Girls Gone Wild  (GGW) is an adult entertainment franchise created by Joe Francis in 1997, who occasionally appears as the host of the videos.

Girls Gone Wild was known for its early use of direct-response marketing techniques, including its late-night infomercials that began airing in 1997. The videos typically involve camera crews at party locations engaging young college-aged women who expose their bodies or act "wild", especially during Spring break. Since 2008, the Girls Gone Wild products have been sold primarily through their website as streaming videos, downloads, and DVDs.

In February 2013, the company filed for Chapter 11 bankruptcy.

In 2014, the company was sold to Bang Bros.

Background 
The first Girls Gone Wild film was released in 1997. In 2001 the company sold 4.5 million videos and DVDs. By the end of 2002, the company had produced 83 different titles and had begun airing 30-minute infomercials on E! Entertainment Television, Fox Sports Net, BET, Comedy Central, Tech TV, Style, and all other major U.S. networks. The infomercials targeted a late-night channel-surfing demographic that Joe Francis had identified in the late 1990s. According to TNS Media Intelligence, Girls Gone Wild spent more than $21 million in advertising in 2003, becoming the largest advertiser for programs on the E! channel. In 2008, Francis' net worth was approximately $150 million.

Instances of Girls Gone Wild in popular culture include the appearance of Eminem and Snoop Dogg in the company's videos, as well as various references and parodies of the show in popular television series and movies. MGM announced in 2002 that it would release a feature-length film based on the Girls Gone Wild concept.

Content
Most Girls Gone Wild videos follow a common formula in which a film crew interacts with a large crowd of people either at a party, club, or other event. Women willingly take off their clothes, engage in sexual activities, or participate in wet T-shirt contests. Compensation for taking part in a Girls Gone Wild video often consists of a free hat, T-shirt, or money. Occasionally, participants are invited to be filmed on a Girls Gone Wild tour bus.

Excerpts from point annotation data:
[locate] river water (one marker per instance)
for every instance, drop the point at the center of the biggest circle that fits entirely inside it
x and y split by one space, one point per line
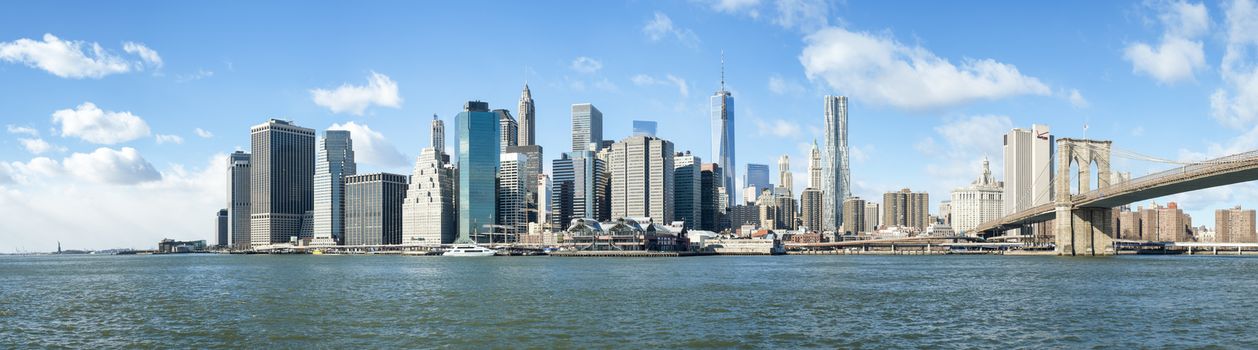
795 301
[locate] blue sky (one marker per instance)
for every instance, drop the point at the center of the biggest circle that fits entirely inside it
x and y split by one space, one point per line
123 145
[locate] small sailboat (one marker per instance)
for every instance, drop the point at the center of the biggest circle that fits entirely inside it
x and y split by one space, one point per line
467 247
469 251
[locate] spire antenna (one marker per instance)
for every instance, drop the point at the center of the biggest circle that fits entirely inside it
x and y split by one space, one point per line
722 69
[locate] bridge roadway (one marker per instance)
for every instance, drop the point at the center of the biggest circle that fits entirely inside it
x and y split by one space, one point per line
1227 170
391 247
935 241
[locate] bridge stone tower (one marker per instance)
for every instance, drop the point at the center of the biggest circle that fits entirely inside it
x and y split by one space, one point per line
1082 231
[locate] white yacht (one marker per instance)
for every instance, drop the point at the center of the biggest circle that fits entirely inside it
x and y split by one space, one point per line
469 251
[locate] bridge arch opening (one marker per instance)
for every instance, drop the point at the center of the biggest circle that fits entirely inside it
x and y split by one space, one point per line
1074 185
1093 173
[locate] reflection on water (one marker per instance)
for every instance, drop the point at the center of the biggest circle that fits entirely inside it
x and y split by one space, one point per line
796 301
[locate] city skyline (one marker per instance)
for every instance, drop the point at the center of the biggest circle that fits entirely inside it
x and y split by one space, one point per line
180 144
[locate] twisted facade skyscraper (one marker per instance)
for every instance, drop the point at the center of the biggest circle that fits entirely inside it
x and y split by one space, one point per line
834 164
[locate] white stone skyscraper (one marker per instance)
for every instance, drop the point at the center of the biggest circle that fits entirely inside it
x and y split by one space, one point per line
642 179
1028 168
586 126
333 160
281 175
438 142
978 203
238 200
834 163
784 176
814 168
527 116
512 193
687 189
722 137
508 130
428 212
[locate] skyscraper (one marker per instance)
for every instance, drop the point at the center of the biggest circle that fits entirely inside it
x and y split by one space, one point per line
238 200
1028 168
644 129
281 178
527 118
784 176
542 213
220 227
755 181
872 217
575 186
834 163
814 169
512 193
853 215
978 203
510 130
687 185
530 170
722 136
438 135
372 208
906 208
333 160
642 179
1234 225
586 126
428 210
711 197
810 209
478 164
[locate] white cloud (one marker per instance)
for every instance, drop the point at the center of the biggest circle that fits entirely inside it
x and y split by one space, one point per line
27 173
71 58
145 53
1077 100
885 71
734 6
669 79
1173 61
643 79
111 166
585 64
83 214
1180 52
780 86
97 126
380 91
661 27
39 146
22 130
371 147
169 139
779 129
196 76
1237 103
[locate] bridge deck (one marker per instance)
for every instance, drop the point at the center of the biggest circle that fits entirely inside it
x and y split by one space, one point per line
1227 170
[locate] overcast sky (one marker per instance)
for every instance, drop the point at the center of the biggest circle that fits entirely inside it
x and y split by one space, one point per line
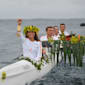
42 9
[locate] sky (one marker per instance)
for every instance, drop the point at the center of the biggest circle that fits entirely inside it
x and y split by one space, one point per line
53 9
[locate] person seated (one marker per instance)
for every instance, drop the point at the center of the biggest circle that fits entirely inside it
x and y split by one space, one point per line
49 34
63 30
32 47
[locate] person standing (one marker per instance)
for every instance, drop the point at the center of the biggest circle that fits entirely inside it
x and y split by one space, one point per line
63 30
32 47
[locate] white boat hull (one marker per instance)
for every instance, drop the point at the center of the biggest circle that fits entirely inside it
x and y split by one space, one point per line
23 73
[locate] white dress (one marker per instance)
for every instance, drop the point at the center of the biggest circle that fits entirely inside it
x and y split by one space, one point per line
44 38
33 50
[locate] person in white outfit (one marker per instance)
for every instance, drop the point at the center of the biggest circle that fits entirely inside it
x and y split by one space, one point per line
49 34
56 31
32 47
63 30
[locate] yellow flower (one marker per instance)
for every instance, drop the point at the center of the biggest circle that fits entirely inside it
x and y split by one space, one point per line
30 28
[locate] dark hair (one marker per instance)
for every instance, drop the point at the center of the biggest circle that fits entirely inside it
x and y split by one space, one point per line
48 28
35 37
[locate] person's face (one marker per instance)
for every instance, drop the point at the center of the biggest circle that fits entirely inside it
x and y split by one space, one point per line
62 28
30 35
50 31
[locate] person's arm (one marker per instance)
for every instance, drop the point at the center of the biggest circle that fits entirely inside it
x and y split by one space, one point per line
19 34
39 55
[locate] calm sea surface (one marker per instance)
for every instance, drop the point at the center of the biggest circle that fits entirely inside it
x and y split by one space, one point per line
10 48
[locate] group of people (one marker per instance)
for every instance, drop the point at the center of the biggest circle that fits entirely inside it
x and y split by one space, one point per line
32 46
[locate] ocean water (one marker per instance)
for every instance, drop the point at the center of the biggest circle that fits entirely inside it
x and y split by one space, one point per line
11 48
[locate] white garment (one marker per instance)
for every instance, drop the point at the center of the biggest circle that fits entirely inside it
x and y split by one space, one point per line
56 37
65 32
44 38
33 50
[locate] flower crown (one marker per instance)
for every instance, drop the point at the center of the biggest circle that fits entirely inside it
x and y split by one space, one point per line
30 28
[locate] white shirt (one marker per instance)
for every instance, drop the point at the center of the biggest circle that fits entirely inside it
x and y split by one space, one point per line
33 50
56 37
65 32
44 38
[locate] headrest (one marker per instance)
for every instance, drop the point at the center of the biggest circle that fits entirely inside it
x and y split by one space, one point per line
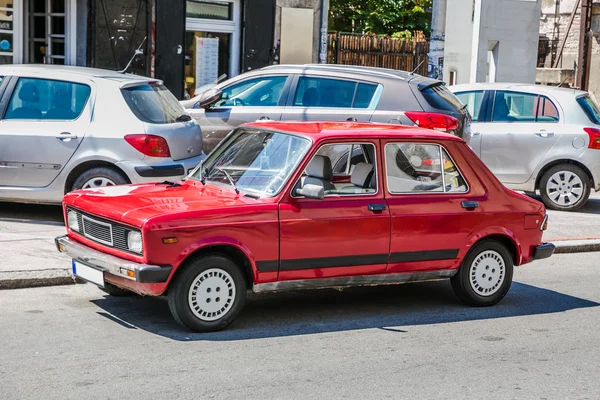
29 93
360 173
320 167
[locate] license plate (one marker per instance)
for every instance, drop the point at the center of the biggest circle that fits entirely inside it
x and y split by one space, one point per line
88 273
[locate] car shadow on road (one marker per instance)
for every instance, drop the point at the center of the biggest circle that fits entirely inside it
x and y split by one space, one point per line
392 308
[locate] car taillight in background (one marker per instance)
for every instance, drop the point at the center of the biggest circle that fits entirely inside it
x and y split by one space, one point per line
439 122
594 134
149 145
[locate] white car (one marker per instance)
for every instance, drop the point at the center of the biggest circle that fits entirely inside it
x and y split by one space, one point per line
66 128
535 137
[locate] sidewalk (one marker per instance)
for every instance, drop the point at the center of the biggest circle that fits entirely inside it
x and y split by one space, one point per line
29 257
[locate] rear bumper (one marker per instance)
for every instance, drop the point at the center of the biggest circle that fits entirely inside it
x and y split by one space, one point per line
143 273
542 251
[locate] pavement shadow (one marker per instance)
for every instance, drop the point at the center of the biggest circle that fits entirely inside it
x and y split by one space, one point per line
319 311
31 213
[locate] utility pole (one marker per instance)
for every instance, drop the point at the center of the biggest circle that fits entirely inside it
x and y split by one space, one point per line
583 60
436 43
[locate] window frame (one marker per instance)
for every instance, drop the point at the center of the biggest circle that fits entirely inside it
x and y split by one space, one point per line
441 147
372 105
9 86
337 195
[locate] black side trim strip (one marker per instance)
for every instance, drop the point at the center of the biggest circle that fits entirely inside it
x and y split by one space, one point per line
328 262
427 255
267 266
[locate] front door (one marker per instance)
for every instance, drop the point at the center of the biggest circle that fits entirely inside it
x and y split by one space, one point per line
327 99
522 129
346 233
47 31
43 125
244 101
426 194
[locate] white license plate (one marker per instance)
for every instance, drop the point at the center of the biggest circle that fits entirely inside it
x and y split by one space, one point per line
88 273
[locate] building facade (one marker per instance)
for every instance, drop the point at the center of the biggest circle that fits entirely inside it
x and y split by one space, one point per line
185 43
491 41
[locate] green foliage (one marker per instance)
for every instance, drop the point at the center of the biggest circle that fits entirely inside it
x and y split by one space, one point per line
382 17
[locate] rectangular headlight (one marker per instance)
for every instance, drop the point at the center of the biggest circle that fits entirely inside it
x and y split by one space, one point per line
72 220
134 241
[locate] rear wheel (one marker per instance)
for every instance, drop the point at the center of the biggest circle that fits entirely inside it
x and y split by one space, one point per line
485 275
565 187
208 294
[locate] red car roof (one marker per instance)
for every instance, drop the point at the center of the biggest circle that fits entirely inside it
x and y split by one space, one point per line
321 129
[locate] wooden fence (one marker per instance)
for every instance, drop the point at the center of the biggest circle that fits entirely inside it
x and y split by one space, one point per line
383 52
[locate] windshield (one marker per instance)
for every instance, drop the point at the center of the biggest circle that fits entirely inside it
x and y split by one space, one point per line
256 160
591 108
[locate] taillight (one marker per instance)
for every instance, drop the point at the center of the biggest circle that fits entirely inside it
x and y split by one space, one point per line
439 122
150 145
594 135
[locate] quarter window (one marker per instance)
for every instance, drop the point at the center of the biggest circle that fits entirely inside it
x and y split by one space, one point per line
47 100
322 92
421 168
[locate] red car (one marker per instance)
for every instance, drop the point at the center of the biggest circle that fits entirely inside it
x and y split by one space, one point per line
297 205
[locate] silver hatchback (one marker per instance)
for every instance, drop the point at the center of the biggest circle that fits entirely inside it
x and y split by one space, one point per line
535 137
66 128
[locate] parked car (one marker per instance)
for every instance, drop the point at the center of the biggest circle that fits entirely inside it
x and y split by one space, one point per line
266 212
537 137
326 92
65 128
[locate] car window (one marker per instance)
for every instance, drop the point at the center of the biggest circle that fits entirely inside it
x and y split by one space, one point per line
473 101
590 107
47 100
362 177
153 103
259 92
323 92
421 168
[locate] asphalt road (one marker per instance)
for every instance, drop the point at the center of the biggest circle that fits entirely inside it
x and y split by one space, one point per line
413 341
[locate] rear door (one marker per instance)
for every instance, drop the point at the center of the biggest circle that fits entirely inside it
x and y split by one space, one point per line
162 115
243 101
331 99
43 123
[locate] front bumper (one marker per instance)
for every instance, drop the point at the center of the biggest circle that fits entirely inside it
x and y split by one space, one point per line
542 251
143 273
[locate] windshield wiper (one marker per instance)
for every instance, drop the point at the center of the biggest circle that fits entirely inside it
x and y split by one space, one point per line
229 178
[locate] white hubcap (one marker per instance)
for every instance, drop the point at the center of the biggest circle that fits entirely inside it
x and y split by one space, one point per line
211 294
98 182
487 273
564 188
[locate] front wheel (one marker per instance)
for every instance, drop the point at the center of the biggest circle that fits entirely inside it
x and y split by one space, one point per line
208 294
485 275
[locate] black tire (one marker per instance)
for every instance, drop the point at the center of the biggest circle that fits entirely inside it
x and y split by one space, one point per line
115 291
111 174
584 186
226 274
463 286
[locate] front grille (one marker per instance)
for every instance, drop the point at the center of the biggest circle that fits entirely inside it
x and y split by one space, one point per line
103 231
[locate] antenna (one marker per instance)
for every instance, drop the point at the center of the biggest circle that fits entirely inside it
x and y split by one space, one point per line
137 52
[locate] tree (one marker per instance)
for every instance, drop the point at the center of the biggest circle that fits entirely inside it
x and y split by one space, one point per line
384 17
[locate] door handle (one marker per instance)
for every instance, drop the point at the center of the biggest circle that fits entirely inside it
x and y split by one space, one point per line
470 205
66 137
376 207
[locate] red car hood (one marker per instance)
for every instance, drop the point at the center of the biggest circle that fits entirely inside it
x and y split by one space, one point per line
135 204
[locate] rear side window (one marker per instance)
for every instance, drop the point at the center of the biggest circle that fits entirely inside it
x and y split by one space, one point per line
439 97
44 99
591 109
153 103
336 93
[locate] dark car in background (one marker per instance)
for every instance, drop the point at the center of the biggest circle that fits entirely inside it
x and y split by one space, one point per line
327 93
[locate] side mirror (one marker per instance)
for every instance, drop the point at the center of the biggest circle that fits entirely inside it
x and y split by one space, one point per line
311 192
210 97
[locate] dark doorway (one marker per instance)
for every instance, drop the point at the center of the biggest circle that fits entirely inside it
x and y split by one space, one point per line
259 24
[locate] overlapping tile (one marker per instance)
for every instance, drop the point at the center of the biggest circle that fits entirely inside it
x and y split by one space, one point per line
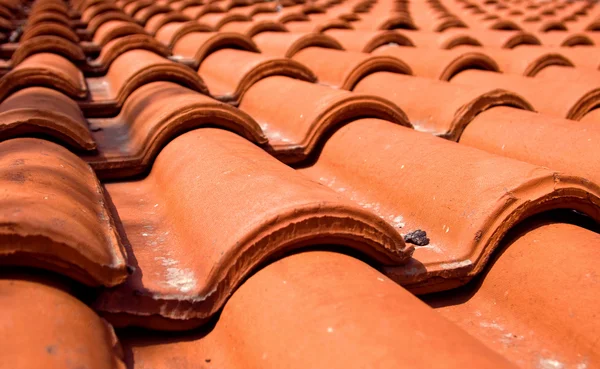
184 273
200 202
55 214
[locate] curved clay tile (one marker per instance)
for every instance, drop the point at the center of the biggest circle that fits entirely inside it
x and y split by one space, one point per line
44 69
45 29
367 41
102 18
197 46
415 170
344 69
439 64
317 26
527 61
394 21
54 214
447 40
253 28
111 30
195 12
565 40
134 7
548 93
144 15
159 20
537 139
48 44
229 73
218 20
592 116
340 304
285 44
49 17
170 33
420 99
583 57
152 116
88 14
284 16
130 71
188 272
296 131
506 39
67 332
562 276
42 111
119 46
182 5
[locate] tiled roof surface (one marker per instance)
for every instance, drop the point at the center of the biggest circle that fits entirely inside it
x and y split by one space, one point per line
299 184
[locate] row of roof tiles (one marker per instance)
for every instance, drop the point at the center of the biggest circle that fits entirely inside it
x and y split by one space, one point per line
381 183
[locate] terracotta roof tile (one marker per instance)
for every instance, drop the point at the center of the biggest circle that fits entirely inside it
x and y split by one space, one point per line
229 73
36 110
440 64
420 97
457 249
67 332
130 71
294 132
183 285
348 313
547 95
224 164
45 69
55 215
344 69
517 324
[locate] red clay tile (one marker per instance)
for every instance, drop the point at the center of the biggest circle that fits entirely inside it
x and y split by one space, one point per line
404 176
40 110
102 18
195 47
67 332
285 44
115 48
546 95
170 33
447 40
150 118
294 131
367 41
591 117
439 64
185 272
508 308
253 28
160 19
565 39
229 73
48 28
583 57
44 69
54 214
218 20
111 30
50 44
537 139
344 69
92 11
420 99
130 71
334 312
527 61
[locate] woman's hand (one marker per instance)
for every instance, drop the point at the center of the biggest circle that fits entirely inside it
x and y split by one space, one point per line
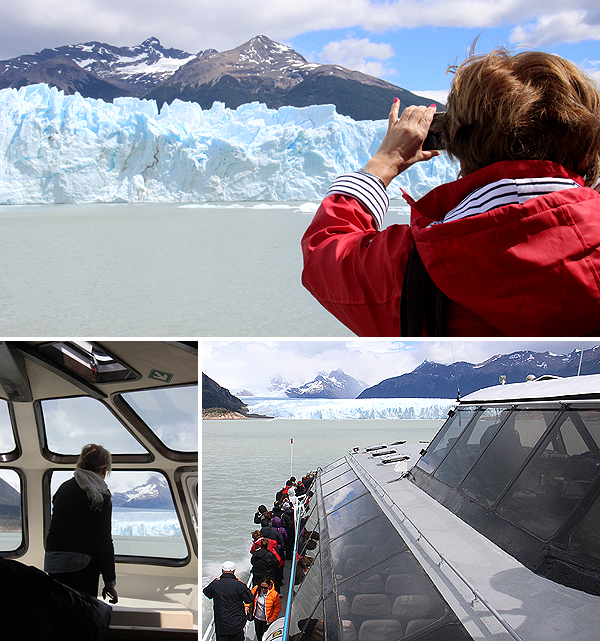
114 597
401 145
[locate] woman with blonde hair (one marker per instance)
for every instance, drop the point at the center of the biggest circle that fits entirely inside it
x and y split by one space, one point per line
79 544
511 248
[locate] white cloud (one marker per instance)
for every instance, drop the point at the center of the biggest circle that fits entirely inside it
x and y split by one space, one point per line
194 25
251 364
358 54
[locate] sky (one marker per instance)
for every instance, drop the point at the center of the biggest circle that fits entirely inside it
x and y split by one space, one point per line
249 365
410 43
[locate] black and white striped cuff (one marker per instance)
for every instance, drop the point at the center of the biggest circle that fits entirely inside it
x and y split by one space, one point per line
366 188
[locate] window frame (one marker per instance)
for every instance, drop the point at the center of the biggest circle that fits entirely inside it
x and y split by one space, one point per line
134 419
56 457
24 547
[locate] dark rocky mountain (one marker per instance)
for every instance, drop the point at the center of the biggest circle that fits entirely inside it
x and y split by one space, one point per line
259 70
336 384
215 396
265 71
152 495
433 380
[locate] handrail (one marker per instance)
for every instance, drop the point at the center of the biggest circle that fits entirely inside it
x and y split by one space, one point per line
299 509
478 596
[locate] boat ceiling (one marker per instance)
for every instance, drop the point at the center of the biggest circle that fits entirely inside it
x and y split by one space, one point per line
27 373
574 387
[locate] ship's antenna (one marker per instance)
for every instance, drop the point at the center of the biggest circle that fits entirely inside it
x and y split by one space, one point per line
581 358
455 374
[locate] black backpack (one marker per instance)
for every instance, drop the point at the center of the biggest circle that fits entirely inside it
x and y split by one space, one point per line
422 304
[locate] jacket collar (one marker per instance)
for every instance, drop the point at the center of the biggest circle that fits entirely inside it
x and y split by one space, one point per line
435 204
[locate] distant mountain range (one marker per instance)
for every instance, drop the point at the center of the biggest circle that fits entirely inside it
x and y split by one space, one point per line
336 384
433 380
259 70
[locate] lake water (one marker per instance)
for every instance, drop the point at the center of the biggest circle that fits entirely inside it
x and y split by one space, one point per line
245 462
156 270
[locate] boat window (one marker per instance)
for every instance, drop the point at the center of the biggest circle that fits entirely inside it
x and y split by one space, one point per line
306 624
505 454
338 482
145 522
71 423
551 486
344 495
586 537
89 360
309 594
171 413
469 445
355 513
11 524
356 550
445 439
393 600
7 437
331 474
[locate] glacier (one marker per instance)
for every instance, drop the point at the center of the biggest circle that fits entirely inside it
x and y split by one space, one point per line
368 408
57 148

=== INSTRUCTIONS FOR THE TASK ===
Please summarize the Girls Gone Wild text in two sentences. The data has no role in this exercise.

=== WRITTEN ANSWER ===
Girls Gone Wild is an adult entertainment franchise created by Joe Francis in 1997, known for late-night infomercials and for videos in which camera crews at party locations film young college-aged women who expose their bodies or act "wild." The company sold 4.5 million videos and DVDs in 2001, filed for Chapter 11 bankruptcy in February 2013, and was sold to Bang Bros in 2014.